= SELECTED EXCERPT =
- - - - - - -

The learning curve is worth it: once you understand this setup, you can train models for days on powerful hardware without babysitting them.

Features

  • Modular design for easy integration and extension
  • torch.compile (with memory constraints)
  • Automatic Mixed Precision (AMP) support
  • Distributed training capabilities
  • WandB integration for experiment tracking
  • Configurable via YAML files
  • Checkpointing and resuming training support
  • Time keeping for graceful shutdowns and resuming on HPCs

Key Concepts Explained

This section explains the advanced features you'll encounter. If you've only used basic PyTorch in Jupyter, these might be new to you.

Automatic Mixed Precision (AMP)

What it is: By default, PyTorch uses 32-bit floating point numbers (float32) for all computations. AMP automatically uses lower precision (float16 or bfloat16) where it's safe, while keeping float32 where precision matters.

- - - - - - -

= WHAT IS ASKED =
Write the next part of the PyTorch training guide, starting right after its final sentence. The material that comes next is separate from the text above.

(Boundary annotation records)
- - - - - - -

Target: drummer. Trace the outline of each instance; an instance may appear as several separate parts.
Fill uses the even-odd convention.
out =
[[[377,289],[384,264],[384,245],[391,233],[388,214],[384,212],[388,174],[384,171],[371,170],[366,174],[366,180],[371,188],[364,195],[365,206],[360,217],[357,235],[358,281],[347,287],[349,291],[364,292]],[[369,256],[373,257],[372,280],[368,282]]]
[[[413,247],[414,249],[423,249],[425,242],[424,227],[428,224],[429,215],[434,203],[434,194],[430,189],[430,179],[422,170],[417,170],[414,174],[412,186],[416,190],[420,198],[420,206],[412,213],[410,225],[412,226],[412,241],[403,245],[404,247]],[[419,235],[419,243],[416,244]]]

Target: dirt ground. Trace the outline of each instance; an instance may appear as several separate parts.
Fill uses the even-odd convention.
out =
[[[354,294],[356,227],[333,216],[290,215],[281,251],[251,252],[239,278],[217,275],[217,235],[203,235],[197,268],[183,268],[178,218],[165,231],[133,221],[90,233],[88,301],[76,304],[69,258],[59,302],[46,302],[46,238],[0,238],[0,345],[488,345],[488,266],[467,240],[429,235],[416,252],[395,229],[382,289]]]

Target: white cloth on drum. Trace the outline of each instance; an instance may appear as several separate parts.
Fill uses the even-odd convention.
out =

- - - - - - -

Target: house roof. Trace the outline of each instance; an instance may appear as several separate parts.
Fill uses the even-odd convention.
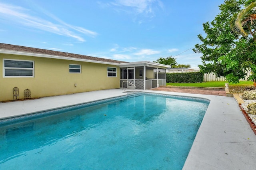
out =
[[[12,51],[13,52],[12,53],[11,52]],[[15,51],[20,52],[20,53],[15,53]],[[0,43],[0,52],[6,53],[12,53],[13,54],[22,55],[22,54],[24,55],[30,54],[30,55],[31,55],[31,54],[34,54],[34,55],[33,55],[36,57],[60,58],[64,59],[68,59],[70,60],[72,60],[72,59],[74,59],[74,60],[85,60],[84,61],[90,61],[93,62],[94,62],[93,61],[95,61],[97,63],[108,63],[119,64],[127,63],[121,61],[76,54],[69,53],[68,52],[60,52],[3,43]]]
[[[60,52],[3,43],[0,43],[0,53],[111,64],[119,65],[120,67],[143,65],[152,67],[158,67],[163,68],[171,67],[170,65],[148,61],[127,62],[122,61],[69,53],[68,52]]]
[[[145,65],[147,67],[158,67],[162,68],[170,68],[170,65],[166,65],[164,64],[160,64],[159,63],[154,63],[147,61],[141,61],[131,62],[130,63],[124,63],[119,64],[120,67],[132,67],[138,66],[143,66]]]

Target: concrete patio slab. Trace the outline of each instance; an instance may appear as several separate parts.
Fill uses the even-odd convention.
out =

- - - - - - -

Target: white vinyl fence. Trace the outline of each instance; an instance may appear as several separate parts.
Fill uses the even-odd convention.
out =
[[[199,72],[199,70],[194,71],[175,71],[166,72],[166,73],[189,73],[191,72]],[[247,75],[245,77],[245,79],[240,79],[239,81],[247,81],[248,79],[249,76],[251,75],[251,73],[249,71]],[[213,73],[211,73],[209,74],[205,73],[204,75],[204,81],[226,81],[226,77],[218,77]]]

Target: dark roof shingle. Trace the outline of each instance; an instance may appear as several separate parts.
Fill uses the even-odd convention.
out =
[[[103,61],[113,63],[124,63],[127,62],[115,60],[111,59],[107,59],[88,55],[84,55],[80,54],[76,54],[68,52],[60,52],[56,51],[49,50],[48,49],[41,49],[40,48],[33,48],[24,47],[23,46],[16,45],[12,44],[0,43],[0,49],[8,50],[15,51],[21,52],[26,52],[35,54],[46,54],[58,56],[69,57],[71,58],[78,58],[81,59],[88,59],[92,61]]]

- - - - - - -

= WRITTEN REPLY =
Why use it:

  • 2x faster training (or more) on modern GPUs
  • Lower memory usage = larger batch sizes
  • Almost no accuracy loss when done correctly

How it works in this codebase:

# Without AMP (what you might write in Jupyter):
output = model(x)
loss = criterion(output, target)
loss.backward()

# With AMP (what this codebase does):
with torch.autocast(device_type="cuda", dtype=torch.bfloat16):
    output = model(x)
    loss = criterion(output, target)
scaler.scale(loss).backward()  # GradScaler prevents underflow

Config options:

amp: true              # Enable/disable AMP
precision: bfloat16    # Use bfloat16 (recommended for A100/H100) or float16

When to disable: If you see NaN losses or unstable training, try amp: false to rule out precision issues.

torch.compile

What it is: A PyTorch 2.0+ feature that JIT-compiles your model for faster execution. Think of it as an optimizer that fuses operations and generates optimized GPU kernels.

Why use it:

  • 10-30% speedup on many models (sometimes more)
  • No code changes required to your model

The catch:

  • First batch is slow (compilation time)
  • Not all models compile successfully
  • Some dynamic operations aren't supported

Config options:

compile: true    # Enable torch.compile
mem_budget: 1    # Memory budget (1 = full memory, <1 = gradient checkpointing)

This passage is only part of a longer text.